[REQUIRED ACTION]
Below are some records. Print all of them exactly as they appear.

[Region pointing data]
----------

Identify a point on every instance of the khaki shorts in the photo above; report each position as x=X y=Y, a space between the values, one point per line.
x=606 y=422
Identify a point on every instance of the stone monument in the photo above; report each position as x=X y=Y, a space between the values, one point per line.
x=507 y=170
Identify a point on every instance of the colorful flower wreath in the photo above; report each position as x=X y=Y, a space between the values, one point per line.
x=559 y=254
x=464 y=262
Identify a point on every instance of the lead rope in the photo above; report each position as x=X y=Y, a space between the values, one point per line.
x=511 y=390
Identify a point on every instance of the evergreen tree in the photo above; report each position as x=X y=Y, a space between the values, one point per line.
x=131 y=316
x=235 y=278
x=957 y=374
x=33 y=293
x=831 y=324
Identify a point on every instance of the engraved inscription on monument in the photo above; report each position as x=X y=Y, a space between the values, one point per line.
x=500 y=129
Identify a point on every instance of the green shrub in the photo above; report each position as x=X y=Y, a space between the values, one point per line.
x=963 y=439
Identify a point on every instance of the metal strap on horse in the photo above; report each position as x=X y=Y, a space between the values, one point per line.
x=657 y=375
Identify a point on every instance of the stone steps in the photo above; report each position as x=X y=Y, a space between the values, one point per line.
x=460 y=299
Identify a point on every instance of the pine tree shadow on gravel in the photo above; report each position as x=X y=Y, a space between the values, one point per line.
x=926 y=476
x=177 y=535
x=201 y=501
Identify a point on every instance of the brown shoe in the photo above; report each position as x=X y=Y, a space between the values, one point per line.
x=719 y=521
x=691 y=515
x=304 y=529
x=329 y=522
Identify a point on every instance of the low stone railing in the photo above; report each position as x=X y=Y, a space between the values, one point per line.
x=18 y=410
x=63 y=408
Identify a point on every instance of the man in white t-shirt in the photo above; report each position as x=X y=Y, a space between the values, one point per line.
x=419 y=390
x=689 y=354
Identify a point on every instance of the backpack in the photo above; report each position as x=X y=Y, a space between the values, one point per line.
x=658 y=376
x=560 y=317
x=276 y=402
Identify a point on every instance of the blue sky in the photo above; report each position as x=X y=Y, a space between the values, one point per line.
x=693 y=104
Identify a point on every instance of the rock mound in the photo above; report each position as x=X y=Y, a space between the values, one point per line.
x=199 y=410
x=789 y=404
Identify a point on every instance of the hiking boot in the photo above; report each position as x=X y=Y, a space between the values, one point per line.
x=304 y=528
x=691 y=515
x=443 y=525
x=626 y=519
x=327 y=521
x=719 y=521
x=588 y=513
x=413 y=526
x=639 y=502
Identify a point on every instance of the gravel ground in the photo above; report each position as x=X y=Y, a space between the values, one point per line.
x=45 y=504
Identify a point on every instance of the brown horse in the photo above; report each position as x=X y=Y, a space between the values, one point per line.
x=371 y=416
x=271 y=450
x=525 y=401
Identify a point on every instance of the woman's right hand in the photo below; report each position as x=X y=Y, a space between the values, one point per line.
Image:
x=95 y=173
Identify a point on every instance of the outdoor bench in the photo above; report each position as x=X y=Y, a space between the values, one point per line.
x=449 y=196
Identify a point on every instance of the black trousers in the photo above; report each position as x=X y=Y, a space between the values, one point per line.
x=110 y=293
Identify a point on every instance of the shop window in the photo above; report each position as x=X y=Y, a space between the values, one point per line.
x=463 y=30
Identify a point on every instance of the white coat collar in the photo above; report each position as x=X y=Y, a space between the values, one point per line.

----------

[TASK RESULT]
Identify a point on every instance of the khaki shorts in the photo above; report each position as x=X y=Y, a space between the values, one point per line.
x=606 y=422
Identify a point on every instance of the stone monument in the photo above; report each position as x=X y=Y, a space between the values, one point per line.
x=507 y=170
Identify a point on every instance of the colorful flower wreath in the photo above; report each position as x=X y=Y, a space between the values, one point per line.
x=559 y=254
x=464 y=262
Identify a point on every instance of the lead rope in the photo above; report each position as x=X y=Y, a space between the values, one point per line.
x=511 y=390
Identify a point on every instance of the evergreen tree in the photo above; report each position as x=X y=Y, a space between the values, one point per line.
x=131 y=316
x=235 y=278
x=957 y=374
x=33 y=293
x=831 y=324
Identify a point on every instance of the engraved inscription on monument in the photo above; report each position as x=X y=Y, a space between the values, one point per line.
x=500 y=129
Identify a point on every instance of the green shrub in the photo above; report each position as x=X y=Y, a space between the values, one point per line.
x=963 y=439
Identify a point on every instance of the metal strap on horse in the photo above; report each position as x=X y=Y, a space between the values, one point per line.
x=657 y=375
Identify a point on every instance of the stone steps in the photo above; report each position as x=X y=Y, a space between the values, one point per line.
x=460 y=299
Identify a point on every instance of the pine tree shadow on gravel in the photo above; report each position as x=X y=Y, a space between the values, one point per line.
x=926 y=476
x=177 y=535
x=201 y=501
Identify a point on every instance of the brown shoe in the photo above; report each position as x=X y=Y, a space between the values, one point per line.
x=719 y=521
x=691 y=515
x=304 y=529
x=329 y=522
Identify a point on every instance of the low stone railing in the photo above; report each position as x=X y=Y, a space between the values, one point per line.
x=18 y=410
x=63 y=408
Identify a point on every instance of the man in white t-shirt in the photo above; report each position as x=X y=Y, a space between the values, one point per line.
x=419 y=390
x=689 y=354
Identify a point on every instance of the backpack in the photo above; report each position as x=X y=Y, a space between the values, one point per line.
x=658 y=376
x=560 y=317
x=276 y=402
Identify a point on every instance of the blue sky in the photo above; report each position as x=X y=Y, a space between the values, one point per line.
x=693 y=104
Identify a point on every instance of the rock mound in the photo above; report each position as x=X y=Y, a space between the values, one point per line.
x=199 y=410
x=789 y=404
Identify a point on every instance of the hiking boot in the photo above; report each position as x=X y=Y, a space between the values, one point per line.
x=304 y=528
x=691 y=515
x=443 y=525
x=626 y=519
x=327 y=521
x=719 y=521
x=588 y=513
x=413 y=526
x=639 y=502
Identify a point on every instance of the gravel ground in the photo above; report each position as x=X y=Y, a space between the values, one point per line.
x=45 y=504
Identify a point on every instance of the brown horse in the photo above; report each position as x=X y=Y, a space between the values, one point per line.
x=371 y=416
x=271 y=450
x=525 y=401
Identify a point on every instance of the woman's right hand in the photo below; report each position as x=X y=Y, a space between the values, one point per line.
Image:
x=95 y=173
Identify a point on every instance of the outdoor bench in the photo above; report each position as x=X y=Y, a space between the values, one point per line.
x=449 y=196
Identify a point on every instance of the black trousers in the photo above; report each position as x=X y=Y, a space between the values, one point per line.
x=110 y=293
Identify a point on every instance of the shop window in the photo above; report each position as x=X y=Y, a space between the values, one point per line.
x=463 y=30
Identify a point on every instance of the white coat collar in the photo above; report each position as x=X y=Y, a space between the values, one point per line.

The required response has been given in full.